Data records:
........

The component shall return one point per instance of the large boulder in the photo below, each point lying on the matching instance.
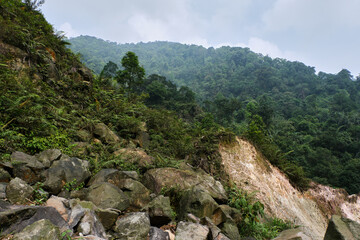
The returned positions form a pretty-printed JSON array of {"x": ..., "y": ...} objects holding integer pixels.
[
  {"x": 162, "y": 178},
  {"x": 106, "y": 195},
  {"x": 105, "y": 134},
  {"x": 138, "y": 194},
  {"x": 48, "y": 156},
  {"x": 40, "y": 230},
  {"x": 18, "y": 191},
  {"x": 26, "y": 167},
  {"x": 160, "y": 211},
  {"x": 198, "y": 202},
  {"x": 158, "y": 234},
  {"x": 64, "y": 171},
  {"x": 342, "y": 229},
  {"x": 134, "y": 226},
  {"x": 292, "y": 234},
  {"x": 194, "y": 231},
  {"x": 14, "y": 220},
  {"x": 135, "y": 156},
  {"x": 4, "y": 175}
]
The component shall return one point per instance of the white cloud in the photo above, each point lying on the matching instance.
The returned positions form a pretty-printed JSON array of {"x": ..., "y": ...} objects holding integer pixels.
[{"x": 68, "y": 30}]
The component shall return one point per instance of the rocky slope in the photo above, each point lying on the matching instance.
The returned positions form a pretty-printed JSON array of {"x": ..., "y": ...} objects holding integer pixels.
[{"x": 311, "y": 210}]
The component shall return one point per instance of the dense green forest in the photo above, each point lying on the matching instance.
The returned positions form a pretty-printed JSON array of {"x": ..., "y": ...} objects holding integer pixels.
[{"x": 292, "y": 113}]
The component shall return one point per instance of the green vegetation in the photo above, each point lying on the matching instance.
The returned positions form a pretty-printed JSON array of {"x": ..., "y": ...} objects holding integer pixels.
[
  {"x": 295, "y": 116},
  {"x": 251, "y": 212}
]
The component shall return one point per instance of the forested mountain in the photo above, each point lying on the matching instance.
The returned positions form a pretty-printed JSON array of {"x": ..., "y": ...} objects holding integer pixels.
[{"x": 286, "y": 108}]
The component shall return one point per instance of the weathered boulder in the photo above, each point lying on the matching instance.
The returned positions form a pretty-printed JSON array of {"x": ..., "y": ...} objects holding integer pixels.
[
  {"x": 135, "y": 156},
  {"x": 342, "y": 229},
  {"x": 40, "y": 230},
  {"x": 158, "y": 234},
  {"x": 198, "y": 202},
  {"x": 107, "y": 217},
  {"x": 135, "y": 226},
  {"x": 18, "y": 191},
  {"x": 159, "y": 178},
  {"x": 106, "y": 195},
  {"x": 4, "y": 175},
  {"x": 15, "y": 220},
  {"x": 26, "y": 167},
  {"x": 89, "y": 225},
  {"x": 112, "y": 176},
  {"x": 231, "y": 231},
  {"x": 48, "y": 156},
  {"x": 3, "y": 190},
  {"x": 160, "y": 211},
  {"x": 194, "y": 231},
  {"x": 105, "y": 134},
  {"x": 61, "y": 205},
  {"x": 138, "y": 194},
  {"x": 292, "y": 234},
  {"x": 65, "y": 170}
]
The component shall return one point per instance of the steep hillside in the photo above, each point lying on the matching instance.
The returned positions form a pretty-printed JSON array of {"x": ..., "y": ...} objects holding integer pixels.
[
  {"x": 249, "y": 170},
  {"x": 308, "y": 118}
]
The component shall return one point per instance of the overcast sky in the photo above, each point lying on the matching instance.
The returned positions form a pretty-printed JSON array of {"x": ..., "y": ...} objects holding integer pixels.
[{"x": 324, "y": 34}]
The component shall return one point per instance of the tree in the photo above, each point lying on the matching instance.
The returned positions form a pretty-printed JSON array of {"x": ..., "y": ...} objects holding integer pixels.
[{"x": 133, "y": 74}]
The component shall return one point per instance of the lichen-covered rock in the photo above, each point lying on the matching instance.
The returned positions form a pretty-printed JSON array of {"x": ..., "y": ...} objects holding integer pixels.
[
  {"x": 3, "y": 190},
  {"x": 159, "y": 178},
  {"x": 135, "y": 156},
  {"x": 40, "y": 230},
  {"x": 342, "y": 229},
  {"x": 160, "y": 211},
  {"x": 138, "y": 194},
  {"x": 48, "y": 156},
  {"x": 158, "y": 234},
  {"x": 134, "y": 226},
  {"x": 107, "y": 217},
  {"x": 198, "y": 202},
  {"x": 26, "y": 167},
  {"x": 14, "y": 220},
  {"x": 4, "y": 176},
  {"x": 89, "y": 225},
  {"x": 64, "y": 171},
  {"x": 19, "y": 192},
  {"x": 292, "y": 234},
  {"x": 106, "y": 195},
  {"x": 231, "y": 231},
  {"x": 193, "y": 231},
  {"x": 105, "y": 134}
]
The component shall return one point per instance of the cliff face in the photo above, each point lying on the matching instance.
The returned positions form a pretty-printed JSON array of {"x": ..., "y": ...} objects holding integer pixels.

........

Brief:
Lines with "green": find them in the data and copy each one.

Final answer:
The component shall return one point per instance of the dense green forest in the photo above, each point lying on the matching instance.
The component shall return one point per instance of the green vegetation in the photo above, each point lying on the matching instance.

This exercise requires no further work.